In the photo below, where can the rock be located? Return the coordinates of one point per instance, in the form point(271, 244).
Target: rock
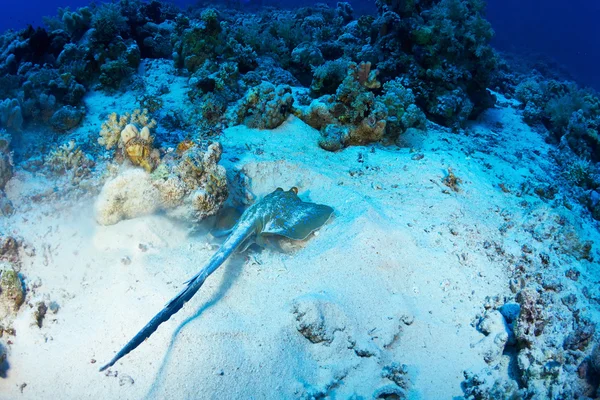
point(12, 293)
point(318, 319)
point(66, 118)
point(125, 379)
---
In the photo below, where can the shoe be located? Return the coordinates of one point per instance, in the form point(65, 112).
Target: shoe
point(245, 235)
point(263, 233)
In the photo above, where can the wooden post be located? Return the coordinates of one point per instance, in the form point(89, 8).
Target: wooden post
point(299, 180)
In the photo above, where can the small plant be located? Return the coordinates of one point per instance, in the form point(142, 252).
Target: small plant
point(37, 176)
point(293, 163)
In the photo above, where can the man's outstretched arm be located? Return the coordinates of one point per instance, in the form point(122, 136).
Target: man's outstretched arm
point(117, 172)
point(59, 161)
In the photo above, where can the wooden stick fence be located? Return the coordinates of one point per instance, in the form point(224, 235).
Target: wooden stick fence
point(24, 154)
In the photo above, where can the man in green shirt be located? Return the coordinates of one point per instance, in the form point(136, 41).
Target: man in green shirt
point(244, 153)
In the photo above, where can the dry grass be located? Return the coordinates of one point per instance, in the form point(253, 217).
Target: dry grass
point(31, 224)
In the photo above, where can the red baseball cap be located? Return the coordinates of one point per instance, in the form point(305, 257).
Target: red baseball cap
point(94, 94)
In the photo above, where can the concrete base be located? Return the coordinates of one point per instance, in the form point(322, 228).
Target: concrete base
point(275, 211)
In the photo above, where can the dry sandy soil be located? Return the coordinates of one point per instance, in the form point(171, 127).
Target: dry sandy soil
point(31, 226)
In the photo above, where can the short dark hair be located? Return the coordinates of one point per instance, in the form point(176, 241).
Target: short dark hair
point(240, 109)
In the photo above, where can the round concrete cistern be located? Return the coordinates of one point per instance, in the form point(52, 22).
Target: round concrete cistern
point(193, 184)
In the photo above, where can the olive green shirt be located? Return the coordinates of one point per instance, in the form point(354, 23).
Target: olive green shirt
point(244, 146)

**The problem:** In the listing above, locate the line containing "In the photo above, where can the wooden stick" and the line containing "In the photo above, where can the olive", then transcribe both and every line between them verbatim.

**Your solution:**
In the photo above, where can the wooden stick fence be located? Return the coordinates of one point per instance, in the form point(224, 235).
Target: wooden stick fence
point(24, 154)
In the photo above, where can the man in green shirt be located? Return the coordinates of one point per instance, in the form point(136, 41).
Target: man in green shirt
point(244, 153)
In the photo above, where can the dry grass be located? Return the coordinates of one point per instance, in the form point(253, 217).
Target: dry grass
point(31, 224)
In the photo above, where can the red baseball cap be located? Return the coordinates of one point per instance, in the form point(305, 257).
Target: red baseball cap
point(94, 94)
In the photo above, where can the concrete base be located? Return the coordinates of one point per instance, in the form point(322, 228).
Target: concrete base
point(275, 211)
In the photo above, where can the dry sandy soil be located? Return the coordinates of one point per instance, in the form point(171, 127).
Target: dry sandy soil
point(31, 226)
In the photo above, where can the short dark hair be located? Return the coordinates of one point per instance, in the form point(176, 241).
Target: short dark hair
point(240, 109)
In the photo above, where can the round concrete cistern be located? Return the coordinates of one point per instance, in the form point(52, 22).
Target: round concrete cistern
point(193, 184)
In the photo above, where can the olive green shirt be located? Return the coordinates of one point per instance, in the form point(354, 23).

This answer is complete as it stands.